> [EXTRACTED TEXT]
Juan Bautista Arricau

Personal information
- Date of birth: 1 April 1998 (age 27)
- Place of birth: Pilar, Argentina
- Position: Forward

Team information
- Current team: Comunicaciones

Youth career
- 2012–2019: Vélez Sarsfield

Senior career*
- Years: Team / Apps / (Gls)
- 2019–: Comunicaciones / 8 / (0)

International career
- 2014: Argentina U17

= Juan Bautista Arricau =

Argentine professional footballer

Juan Bautista Arricau (born 1 April 1998) is an Argentine professional footballer who plays as a forward for Comunicaciones.

==Club career==
Arricau is a product of Vélez Sarsfield's youth ranks, having joined in 2012. He started his senior career in Primera B Metropolitana with Comunicaciones, signing in February 2019. He made his bow in an away fixture with UAI Urquiza, featuring for the full duration of a 0–1 win on 11 February; Walter Zermatten selected him in three others matches that month.

> [GOAL 1] Which teams are named in the text about Juan Bautista Arricau? List every one.

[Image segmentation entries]
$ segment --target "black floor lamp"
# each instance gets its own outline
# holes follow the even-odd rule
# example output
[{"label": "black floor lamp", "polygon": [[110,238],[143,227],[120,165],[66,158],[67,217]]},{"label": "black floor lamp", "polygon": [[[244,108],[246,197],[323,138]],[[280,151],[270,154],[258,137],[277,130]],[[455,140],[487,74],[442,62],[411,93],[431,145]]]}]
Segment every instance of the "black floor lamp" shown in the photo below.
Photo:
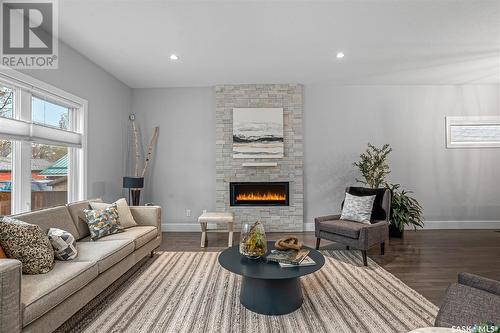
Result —
[{"label": "black floor lamp", "polygon": [[144,177],[123,177],[123,188],[128,188],[128,202],[131,206],[139,206]]}]

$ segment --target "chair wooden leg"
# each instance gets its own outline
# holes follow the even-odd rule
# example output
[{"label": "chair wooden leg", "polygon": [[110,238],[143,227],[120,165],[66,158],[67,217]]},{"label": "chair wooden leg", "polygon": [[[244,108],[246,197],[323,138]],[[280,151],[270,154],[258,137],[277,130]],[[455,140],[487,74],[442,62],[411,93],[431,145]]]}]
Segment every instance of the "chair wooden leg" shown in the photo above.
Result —
[{"label": "chair wooden leg", "polygon": [[227,241],[227,247],[231,247],[233,246],[233,231],[234,231],[233,222],[228,223],[228,229],[229,229],[229,239]]},{"label": "chair wooden leg", "polygon": [[207,240],[207,223],[202,222],[201,223],[201,247],[206,247],[208,244]]}]

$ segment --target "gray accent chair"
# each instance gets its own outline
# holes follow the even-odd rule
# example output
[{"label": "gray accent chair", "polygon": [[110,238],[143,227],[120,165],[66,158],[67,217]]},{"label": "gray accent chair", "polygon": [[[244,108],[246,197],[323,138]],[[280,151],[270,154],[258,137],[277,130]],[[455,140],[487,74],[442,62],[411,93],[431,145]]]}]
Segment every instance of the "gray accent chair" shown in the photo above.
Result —
[{"label": "gray accent chair", "polygon": [[372,211],[371,224],[341,220],[340,214],[317,217],[314,219],[316,249],[319,249],[321,239],[341,243],[346,245],[348,250],[350,247],[361,250],[363,264],[368,266],[366,251],[370,247],[380,244],[380,252],[384,254],[385,242],[389,238],[391,192],[388,189],[362,187],[347,187],[345,191],[354,195],[377,196]]},{"label": "gray accent chair", "polygon": [[500,323],[500,282],[470,273],[458,274],[458,282],[446,290],[435,326],[472,326]]}]

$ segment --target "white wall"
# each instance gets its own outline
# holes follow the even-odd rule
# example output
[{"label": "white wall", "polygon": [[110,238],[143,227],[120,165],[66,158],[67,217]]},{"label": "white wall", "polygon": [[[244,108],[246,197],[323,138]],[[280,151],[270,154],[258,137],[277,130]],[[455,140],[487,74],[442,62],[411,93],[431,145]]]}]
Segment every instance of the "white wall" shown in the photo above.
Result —
[{"label": "white wall", "polygon": [[131,89],[63,43],[59,69],[23,73],[88,101],[88,197],[109,201],[121,196]]},{"label": "white wall", "polygon": [[[367,142],[391,144],[389,180],[415,191],[428,221],[500,220],[500,149],[445,149],[444,127],[446,115],[499,115],[498,85],[306,85],[304,99],[305,223],[339,211]],[[134,89],[133,110],[161,127],[147,200],[164,223],[194,223],[215,203],[213,88]]]},{"label": "white wall", "polygon": [[203,209],[215,209],[214,90],[134,89],[132,96],[143,146],[160,126],[142,202],[160,204],[163,223],[193,223]]}]

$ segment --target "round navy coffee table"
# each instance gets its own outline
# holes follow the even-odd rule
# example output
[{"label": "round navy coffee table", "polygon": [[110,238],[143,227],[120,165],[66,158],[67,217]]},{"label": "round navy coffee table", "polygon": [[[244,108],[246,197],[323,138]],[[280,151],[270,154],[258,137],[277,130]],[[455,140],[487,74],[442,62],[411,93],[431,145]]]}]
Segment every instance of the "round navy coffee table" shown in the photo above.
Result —
[{"label": "round navy coffee table", "polygon": [[[268,253],[274,249],[274,242],[267,242]],[[239,245],[219,254],[219,264],[228,271],[241,275],[240,302],[247,309],[266,315],[283,315],[293,312],[302,305],[300,277],[319,270],[325,264],[325,257],[308,248],[314,266],[281,268],[276,262],[265,258],[248,259],[239,252]]]}]

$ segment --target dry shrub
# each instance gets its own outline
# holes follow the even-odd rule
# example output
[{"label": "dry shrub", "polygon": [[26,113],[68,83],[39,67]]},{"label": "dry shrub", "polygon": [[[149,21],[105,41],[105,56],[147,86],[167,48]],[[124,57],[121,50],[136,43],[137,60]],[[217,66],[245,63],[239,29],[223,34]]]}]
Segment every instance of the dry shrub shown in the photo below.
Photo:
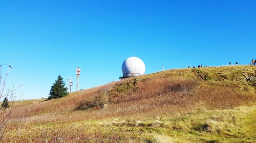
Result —
[{"label": "dry shrub", "polygon": [[92,101],[82,102],[76,108],[76,109],[84,110],[90,108],[102,108],[108,103],[108,96],[105,94],[102,94],[94,97]]}]

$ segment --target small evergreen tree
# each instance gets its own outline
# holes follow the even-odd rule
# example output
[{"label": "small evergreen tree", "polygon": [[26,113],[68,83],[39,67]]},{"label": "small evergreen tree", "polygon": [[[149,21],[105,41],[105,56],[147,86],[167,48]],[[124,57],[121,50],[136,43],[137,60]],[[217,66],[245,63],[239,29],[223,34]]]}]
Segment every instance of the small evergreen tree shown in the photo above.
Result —
[{"label": "small evergreen tree", "polygon": [[9,101],[7,97],[5,97],[4,99],[4,101],[3,101],[3,103],[2,103],[1,105],[2,107],[3,108],[9,108],[10,107],[10,105],[9,105]]},{"label": "small evergreen tree", "polygon": [[68,94],[68,88],[65,88],[65,82],[63,81],[63,78],[59,75],[58,79],[55,80],[53,85],[51,88],[48,100],[61,98]]}]

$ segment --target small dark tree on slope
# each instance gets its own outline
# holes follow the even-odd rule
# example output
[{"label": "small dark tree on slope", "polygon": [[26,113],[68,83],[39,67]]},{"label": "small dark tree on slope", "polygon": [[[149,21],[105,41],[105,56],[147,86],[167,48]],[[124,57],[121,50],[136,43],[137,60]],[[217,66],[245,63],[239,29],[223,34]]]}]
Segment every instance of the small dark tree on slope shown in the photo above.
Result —
[{"label": "small dark tree on slope", "polygon": [[3,103],[1,105],[2,107],[3,108],[9,108],[10,106],[9,105],[9,101],[7,97],[6,97],[5,99],[4,99],[4,101],[3,101]]},{"label": "small dark tree on slope", "polygon": [[65,88],[65,82],[63,81],[63,78],[59,75],[58,79],[52,86],[50,91],[48,100],[61,98],[68,94],[68,88]]}]

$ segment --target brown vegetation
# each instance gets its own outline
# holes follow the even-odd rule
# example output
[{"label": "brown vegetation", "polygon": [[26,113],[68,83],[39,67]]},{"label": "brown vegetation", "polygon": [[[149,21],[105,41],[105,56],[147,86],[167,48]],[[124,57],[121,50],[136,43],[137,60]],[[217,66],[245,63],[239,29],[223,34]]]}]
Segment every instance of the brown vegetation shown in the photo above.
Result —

> [GOAL 2] How many lines of the listing contain the string "target", with case counting? Reply with the number only.

> [ANSWER 1] Comunicaciones, Vélez Sarsfield, Argentina U17, UAI Urquiza

> [ANSWER 2] 9